What you will do: Locate the line that contains "Draw axis-aligned boxes". Copy it and every following line through the end of the records, exactly, and include nothing else.

Records to process:
[Start of Attachment]

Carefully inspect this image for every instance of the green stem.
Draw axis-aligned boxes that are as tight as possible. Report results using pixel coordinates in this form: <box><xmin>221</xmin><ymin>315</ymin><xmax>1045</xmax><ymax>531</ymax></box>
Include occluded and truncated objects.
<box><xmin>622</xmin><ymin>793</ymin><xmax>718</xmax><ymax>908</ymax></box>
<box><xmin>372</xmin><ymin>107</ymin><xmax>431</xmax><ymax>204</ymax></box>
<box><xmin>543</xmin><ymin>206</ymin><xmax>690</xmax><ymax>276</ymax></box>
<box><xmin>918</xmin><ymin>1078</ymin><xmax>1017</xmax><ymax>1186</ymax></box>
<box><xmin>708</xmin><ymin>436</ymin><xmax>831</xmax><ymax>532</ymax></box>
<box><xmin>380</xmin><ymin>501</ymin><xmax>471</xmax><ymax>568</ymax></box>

[End of Attachment]

Response box:
Draw axis-aligned boxes that are as tight as possible. Report results using pixel coordinates in this form: <box><xmin>221</xmin><ymin>315</ymin><xmax>1045</xmax><ymax>531</ymax></box>
Include occluded and truncated objects.
<box><xmin>622</xmin><ymin>793</ymin><xmax>718</xmax><ymax>908</ymax></box>
<box><xmin>372</xmin><ymin>107</ymin><xmax>431</xmax><ymax>204</ymax></box>
<box><xmin>543</xmin><ymin>206</ymin><xmax>690</xmax><ymax>276</ymax></box>
<box><xmin>918</xmin><ymin>1078</ymin><xmax>1017</xmax><ymax>1186</ymax></box>
<box><xmin>708</xmin><ymin>436</ymin><xmax>831</xmax><ymax>532</ymax></box>
<box><xmin>380</xmin><ymin>501</ymin><xmax>471</xmax><ymax>568</ymax></box>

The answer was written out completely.